• [EXERCISE]: Could you write out the lines again, starting with the line that contains "Please trace the outline of every instance of the **pasta" and going on through the last line, replacing "formatted sample" with "sample layout" and changing nothing else?

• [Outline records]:
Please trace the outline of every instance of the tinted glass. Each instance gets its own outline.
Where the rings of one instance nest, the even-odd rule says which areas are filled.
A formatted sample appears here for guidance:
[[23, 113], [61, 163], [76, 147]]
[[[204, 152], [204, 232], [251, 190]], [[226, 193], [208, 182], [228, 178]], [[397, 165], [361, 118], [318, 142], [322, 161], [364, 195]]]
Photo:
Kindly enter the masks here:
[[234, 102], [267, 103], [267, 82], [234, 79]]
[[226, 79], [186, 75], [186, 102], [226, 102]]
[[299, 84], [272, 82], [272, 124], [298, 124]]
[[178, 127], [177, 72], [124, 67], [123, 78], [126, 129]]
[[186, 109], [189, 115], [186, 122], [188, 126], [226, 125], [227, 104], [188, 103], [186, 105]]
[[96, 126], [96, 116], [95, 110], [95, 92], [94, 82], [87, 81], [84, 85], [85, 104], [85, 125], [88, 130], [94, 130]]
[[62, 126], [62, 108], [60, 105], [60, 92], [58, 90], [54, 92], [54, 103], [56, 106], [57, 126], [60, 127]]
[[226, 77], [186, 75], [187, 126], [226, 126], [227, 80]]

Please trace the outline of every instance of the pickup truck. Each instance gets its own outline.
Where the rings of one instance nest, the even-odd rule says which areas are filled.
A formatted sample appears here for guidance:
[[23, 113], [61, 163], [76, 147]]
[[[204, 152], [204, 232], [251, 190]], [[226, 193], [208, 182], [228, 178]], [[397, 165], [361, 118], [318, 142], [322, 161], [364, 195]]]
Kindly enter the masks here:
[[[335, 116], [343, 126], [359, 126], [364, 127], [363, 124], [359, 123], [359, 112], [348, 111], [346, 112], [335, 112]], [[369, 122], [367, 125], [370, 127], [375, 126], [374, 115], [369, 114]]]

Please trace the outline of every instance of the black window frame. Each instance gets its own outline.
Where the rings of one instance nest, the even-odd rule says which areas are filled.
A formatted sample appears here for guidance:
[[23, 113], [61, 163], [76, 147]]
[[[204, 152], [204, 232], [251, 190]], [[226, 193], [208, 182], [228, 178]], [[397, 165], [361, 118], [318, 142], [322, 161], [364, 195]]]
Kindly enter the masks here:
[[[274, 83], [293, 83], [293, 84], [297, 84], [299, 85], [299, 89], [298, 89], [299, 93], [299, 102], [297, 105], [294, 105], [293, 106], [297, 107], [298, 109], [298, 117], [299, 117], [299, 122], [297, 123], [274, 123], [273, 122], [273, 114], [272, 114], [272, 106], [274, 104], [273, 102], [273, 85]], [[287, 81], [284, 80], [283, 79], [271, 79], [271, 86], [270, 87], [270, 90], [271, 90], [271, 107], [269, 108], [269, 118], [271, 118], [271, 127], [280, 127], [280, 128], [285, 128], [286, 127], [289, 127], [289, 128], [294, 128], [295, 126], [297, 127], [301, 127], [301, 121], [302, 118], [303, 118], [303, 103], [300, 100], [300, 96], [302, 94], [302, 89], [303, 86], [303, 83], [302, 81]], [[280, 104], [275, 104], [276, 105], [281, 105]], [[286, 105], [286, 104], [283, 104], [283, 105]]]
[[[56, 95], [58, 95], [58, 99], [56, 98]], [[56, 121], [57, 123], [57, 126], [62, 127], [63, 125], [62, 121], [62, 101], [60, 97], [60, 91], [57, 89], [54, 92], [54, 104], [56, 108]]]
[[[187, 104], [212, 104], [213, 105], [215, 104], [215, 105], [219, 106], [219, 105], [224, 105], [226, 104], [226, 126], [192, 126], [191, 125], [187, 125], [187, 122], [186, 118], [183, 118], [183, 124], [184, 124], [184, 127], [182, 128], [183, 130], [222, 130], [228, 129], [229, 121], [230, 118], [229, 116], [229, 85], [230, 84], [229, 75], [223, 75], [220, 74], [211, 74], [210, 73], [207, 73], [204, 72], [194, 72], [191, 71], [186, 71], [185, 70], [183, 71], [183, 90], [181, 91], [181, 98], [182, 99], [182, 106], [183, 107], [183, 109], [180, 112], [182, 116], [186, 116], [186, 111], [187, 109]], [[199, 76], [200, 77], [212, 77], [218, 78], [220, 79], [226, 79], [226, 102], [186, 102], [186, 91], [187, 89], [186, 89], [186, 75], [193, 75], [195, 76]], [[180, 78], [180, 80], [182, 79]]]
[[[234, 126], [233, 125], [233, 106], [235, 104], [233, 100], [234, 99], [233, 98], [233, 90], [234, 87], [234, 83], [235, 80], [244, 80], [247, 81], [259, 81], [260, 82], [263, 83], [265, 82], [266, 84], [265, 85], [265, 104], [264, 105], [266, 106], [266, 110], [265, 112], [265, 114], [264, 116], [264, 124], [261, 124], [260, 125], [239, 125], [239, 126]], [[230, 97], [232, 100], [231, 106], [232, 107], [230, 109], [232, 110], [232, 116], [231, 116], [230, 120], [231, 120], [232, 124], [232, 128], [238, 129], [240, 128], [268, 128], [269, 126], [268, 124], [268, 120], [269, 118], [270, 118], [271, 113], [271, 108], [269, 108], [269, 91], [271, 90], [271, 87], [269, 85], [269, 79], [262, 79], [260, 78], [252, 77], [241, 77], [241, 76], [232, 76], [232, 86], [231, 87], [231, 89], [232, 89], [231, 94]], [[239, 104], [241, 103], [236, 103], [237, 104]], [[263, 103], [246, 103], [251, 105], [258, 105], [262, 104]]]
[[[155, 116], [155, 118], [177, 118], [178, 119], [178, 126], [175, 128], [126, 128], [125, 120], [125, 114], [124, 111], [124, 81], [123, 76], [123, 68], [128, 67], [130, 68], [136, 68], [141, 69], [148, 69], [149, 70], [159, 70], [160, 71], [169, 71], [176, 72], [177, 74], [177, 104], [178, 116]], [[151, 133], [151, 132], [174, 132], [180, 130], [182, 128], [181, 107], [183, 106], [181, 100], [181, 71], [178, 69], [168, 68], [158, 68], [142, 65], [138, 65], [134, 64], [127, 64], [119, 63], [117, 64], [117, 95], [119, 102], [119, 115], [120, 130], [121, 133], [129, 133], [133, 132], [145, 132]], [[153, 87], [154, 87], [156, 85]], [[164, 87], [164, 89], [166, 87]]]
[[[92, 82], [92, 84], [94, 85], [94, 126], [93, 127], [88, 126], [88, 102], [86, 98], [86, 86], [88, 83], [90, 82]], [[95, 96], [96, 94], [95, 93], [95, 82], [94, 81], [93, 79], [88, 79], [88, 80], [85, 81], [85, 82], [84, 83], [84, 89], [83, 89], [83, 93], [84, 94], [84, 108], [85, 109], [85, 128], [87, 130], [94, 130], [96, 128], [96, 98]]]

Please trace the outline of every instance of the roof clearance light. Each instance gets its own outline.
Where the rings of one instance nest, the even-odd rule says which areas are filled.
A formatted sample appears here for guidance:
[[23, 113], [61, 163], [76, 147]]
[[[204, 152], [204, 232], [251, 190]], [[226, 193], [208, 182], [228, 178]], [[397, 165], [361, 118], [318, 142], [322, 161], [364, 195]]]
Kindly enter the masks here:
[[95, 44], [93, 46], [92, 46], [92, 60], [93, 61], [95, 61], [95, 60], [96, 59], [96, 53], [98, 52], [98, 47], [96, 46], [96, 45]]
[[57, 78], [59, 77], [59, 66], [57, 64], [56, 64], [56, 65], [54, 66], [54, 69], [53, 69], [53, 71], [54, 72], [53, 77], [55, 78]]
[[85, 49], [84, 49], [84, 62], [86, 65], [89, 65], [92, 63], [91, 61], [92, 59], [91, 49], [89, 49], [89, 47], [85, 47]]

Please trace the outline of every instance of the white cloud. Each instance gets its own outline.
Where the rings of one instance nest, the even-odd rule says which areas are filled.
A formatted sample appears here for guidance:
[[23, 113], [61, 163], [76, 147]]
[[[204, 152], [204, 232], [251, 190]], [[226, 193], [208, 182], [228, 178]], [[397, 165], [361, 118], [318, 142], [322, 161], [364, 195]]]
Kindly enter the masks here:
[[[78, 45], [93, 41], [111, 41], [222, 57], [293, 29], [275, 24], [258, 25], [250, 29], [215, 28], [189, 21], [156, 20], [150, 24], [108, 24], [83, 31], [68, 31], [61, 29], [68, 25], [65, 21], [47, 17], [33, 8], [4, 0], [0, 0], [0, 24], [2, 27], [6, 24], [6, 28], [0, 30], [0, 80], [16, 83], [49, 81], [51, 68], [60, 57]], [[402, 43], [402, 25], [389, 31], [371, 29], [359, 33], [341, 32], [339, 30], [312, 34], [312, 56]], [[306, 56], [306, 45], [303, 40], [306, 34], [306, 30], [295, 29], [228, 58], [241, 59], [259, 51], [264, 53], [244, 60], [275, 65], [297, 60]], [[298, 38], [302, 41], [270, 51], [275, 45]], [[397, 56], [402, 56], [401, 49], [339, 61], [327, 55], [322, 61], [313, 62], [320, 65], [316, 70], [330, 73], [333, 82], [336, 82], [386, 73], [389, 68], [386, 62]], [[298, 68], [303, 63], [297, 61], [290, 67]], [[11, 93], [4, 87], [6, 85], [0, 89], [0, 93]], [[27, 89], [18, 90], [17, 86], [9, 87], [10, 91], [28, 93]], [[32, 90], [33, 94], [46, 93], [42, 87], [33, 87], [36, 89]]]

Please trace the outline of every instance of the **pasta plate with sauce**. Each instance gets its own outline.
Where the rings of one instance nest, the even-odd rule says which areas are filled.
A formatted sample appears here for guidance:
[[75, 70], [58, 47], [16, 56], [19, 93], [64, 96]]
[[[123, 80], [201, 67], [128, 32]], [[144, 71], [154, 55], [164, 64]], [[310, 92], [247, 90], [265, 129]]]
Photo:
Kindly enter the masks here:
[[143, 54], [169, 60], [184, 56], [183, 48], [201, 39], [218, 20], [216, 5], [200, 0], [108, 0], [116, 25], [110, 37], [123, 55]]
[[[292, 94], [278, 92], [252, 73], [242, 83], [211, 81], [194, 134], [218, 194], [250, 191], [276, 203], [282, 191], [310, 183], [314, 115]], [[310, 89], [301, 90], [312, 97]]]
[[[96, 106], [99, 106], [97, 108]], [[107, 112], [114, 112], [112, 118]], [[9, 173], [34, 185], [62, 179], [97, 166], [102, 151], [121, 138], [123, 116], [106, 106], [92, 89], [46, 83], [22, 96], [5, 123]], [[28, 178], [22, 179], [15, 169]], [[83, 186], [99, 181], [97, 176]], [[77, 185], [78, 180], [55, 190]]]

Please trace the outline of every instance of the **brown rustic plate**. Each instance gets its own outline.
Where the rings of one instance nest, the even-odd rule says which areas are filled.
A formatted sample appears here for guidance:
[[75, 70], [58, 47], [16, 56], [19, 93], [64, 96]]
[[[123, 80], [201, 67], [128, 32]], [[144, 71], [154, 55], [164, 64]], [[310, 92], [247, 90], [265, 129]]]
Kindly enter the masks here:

• [SOLUTION TO THIS PROBLEM]:
Please trace the outline of every instance of the **pasta plate with sauce**. Each instance gets its own outline.
Where the rings of one instance nest, the even-odd rule says which areas are filled.
A sample layout appears here for guidance:
[[75, 70], [58, 47], [16, 56], [19, 93], [64, 96]]
[[[123, 80], [201, 67], [128, 32]], [[144, 71], [154, 55], [164, 64]], [[310, 92], [247, 90], [265, 129]]]
Photo:
Kindly enter the masks here:
[[143, 54], [169, 60], [184, 56], [183, 48], [201, 39], [218, 20], [216, 5], [200, 0], [108, 0], [116, 25], [110, 37], [123, 55]]
[[[292, 94], [278, 92], [252, 73], [242, 83], [211, 81], [194, 134], [218, 194], [250, 191], [276, 203], [282, 191], [310, 183], [314, 115]], [[310, 89], [301, 90], [312, 97]]]
[[[96, 106], [99, 106], [97, 108]], [[107, 112], [114, 112], [112, 118]], [[9, 173], [34, 185], [62, 179], [97, 166], [102, 151], [121, 138], [123, 116], [106, 106], [92, 89], [46, 83], [22, 96], [5, 123]], [[28, 178], [22, 179], [15, 169]], [[83, 186], [99, 181], [97, 176]], [[77, 185], [78, 180], [55, 190]]]

Please trace the outline of every instance of the **brown rustic plate**. Each instance gets its own outline.
Where the rings of one instance nest, the even-odd rule says which areas are filled.
A sample layout appears here for guidance:
[[75, 70], [58, 47], [16, 56], [19, 93], [64, 96]]
[[[123, 80], [201, 67], [128, 32]], [[144, 71], [154, 55], [164, 64]], [[310, 92], [247, 90], [265, 129]]]
Kindly enter the masks here:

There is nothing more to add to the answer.